> **Passage shown**:
::::::

The aura of rich startup ecosystem that flourished in the country last year gradually seems to fade away now. With no funding prospect available to entrepreneurs and the high valuations dwindling down to new heights, one more blow, possibly the biggest of all, comes in the avatar of tax.

The income tax department has been discussing a controversial move to levy a tax on those startups whose valuations have fallen recently on the grounds that the first premium was more than the firm’s fair value.
Tax officials state that Section 56 of the ‘Income Tax Act’ confers on them the power to levy excess consideration, more than the fair value, against the issue of shares.

Section 56 (2) (vii) (b) of the Income Tax Act says, “Any consideration received by a company (start-up) from a resident, against issue of shares, exceeds the fair market value of such shares, such excess consideration is taxable in the hands of the startup, as an income.”

Many startups have seen their valuation fall sharply in recent times on worries over profitability, growth and intense competition. Tax officials are of the opinion that startups should be valued on the basis of the last round of investment. If this round’s valuation, however, is lower than the first round, excess premium, then more than the fair value is deemed to have been paid.


This move, however, is not likely to affect a vast number of startups, especially those which are funded by venture capital funds registered with the Securities and Exchange Board of India. It will most likely affect only those investments made by funds not registered with Sebi and by angel investors.

Having sensed the progress after tax officials have sent requests seeking detailed valuation reports from each round of investment, startups have already started taking steps to protect itself against it. No formal notices have been issued yet.

Amit Maheshwari, Partner, Ashok Maheshwary & Associates LLP, said, “There has been a long-standing demand by the industry that the government should either do away with the angel tax or provide a monetary threshold for an exemption for startups.”

“With down rounds becoming a reality now, there is a concern that some of the resident angel investors could see their prior investments which were done at higher valuations in startups, getting taxed under Section 56 of the Income-tax Act, 196 in the hands of the company as the tax officers may take the current valuation as the basis for valuing the prior investment,” he added.

For example in many startups, the first round of investment would have been made by an angel investor at a valuation of 2X, the second round too by a VC at 2X. But a private equity investor could have come in at 1X. The revenue department, in this case, would calculate the fair value of the startup based on the private equity’s investment and tax could be slapped on the investment made by the angel investor.

::::::

> **Extracted material**:
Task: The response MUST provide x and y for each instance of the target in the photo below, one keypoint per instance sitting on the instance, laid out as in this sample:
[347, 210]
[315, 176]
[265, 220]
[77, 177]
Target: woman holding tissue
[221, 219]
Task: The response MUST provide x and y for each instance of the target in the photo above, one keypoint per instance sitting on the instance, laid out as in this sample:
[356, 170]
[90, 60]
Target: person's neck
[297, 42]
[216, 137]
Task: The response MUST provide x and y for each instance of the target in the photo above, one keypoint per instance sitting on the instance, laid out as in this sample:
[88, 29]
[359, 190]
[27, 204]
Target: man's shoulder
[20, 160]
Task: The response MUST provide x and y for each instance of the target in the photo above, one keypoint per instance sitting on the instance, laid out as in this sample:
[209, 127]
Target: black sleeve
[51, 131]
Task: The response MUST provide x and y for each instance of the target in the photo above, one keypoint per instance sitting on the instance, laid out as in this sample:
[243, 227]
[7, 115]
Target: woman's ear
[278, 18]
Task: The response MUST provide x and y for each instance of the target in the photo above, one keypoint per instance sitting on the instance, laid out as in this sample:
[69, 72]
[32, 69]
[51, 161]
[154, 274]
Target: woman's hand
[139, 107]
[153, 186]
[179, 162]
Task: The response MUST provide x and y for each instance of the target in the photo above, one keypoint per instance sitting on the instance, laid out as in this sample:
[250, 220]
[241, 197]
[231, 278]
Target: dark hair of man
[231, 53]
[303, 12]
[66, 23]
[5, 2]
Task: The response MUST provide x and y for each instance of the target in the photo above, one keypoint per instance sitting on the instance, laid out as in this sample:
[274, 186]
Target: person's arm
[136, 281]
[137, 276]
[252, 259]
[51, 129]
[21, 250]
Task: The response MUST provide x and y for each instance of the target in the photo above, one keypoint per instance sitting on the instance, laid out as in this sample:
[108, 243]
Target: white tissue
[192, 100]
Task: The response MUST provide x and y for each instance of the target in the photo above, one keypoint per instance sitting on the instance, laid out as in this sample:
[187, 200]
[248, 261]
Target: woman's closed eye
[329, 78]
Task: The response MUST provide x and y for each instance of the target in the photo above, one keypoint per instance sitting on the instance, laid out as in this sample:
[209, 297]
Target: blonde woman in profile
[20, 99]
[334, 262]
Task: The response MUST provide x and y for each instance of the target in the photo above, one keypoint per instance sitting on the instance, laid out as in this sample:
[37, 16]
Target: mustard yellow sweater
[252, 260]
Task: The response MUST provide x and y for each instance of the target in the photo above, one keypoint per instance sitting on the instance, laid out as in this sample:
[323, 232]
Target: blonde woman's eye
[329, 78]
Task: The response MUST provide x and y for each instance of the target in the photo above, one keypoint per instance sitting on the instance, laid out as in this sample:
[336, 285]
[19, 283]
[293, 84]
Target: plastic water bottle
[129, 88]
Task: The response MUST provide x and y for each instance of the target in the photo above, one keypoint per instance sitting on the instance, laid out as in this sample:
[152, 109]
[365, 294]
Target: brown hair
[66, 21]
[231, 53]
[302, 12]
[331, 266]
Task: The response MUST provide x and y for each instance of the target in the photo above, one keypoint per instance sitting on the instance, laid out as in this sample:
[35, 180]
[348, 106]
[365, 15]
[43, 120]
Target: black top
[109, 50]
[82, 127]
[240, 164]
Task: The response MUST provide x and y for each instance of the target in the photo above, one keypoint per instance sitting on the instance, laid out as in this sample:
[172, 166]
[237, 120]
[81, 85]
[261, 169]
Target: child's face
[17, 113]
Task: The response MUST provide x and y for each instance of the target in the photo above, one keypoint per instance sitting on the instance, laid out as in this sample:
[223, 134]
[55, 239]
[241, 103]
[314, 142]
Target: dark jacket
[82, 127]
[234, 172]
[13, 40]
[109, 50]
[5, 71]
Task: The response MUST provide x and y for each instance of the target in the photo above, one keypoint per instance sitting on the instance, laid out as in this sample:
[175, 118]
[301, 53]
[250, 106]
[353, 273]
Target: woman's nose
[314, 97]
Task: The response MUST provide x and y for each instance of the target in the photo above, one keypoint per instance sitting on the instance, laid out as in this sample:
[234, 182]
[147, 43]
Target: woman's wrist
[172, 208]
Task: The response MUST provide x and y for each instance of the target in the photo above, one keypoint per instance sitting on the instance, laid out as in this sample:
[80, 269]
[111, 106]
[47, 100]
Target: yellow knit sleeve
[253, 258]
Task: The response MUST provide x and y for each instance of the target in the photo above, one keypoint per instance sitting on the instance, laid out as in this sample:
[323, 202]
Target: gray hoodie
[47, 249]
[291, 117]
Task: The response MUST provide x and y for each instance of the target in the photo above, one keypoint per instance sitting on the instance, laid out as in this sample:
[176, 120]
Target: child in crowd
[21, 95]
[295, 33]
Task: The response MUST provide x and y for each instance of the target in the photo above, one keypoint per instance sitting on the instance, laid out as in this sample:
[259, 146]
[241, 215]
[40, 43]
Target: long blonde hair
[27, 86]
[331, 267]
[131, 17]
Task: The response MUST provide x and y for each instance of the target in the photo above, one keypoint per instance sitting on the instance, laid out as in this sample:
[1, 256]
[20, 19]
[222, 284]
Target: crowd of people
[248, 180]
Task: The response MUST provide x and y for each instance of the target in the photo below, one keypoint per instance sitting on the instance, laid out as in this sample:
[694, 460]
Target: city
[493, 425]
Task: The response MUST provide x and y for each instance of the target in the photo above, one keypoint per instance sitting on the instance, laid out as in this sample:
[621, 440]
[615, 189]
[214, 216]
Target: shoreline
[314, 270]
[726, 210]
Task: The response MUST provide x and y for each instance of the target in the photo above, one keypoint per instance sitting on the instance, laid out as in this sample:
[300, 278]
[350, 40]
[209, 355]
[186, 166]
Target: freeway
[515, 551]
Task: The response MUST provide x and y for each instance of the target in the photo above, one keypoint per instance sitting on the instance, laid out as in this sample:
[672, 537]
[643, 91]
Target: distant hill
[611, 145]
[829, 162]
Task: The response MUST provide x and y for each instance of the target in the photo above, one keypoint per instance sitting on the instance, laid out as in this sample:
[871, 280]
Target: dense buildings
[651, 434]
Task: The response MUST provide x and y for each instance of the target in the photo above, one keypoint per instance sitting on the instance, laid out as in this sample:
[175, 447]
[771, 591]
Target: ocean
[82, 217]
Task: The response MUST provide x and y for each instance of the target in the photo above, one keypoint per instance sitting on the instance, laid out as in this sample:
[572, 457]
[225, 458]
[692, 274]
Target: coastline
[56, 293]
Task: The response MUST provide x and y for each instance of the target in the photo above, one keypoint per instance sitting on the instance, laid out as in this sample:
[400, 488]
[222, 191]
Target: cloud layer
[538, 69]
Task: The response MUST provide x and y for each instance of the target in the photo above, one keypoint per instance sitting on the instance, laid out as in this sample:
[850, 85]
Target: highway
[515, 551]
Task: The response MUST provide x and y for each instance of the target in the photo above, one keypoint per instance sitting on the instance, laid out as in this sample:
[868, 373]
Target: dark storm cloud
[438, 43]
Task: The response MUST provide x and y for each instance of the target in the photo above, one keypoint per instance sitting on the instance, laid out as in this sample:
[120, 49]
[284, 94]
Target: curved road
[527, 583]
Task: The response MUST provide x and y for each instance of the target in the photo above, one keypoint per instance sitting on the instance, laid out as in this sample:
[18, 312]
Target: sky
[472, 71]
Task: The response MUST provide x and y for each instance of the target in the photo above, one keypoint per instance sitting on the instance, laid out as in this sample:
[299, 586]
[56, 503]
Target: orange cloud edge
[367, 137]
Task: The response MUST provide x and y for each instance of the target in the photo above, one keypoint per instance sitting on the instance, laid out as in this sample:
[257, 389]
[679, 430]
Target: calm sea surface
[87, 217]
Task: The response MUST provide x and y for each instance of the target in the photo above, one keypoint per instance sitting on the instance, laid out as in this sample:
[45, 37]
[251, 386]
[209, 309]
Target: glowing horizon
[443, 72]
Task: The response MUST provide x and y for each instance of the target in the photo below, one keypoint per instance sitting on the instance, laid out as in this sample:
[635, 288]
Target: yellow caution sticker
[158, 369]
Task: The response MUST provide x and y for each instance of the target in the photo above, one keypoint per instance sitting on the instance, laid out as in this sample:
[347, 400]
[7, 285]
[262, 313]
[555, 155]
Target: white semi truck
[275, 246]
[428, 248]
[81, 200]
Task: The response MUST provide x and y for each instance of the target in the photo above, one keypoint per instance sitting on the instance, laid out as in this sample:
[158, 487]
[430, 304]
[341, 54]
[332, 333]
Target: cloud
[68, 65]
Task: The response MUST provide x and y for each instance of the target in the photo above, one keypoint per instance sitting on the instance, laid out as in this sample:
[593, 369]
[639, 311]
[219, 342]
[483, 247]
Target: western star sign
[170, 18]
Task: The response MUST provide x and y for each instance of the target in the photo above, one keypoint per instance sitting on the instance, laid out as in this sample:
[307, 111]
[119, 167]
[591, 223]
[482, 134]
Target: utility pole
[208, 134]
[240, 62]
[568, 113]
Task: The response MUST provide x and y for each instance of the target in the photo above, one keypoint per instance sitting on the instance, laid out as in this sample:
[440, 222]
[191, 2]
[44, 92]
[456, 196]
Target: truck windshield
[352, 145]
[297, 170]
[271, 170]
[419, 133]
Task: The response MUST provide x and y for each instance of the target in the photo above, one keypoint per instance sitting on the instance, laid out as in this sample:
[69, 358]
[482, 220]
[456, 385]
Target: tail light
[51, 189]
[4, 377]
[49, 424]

::::::

> **Exercise goal**: Pick up the piece on taxing startups with falling valuations and carry it on past its final paragraph.

> **Task response**:
These steps are taken because tax officials say many in the past had misused the route of paying the premium for converting unaccounted cash (black money) to legal money (white).


An income tax office officer told ET, “We have seen cases, where people would start a company and through their friends, get their black money invested in the company at a premium. I do not see random adjustments against startups, but due to lack of transparency in valuations, we have asked past and present valuation reports from some startups.”

It could happen in the current fiscal, said he.

The government in the past had insulated VCs and funds from the Income Tax act (Section 56 2viib). While a demand was also made to shield angel investors from this, it is also been said that even incubators should be insulated, though the definition of what consists of an incubator is still missing.

Approaching consultant and lawyers were the first thing startups thought to fear a notice being slapped. Archana Khosla Founder Partner Vertices Partners, a law firm specialising in working with the startups, said, “The industry was hoping that angel investors would also be exempted from the said tax. However, the lack of implementation of any such exemptions is acting as a major impediment for startups.”

The emerging problem of many startups seeing their valuation dipping down has originated this controversy with taxes. In the last year or so even the unicorn startups have seen their valuations dipping.

Until recently, the valuation exercise of the funding received by startups was happening at their value based on projected sales, future free cash flows, exponential future growth and various other metrics all taken into consideration.

Maheshwari says, “Now, since the subsequent rounds of funding are happening at a lower valuation for many startups, tax authorities can dispute the earlier valuation, pulling it down by questioning the basis, correlating it with the current valuation and demand tax on the price perceived to be overpaid in the first round.”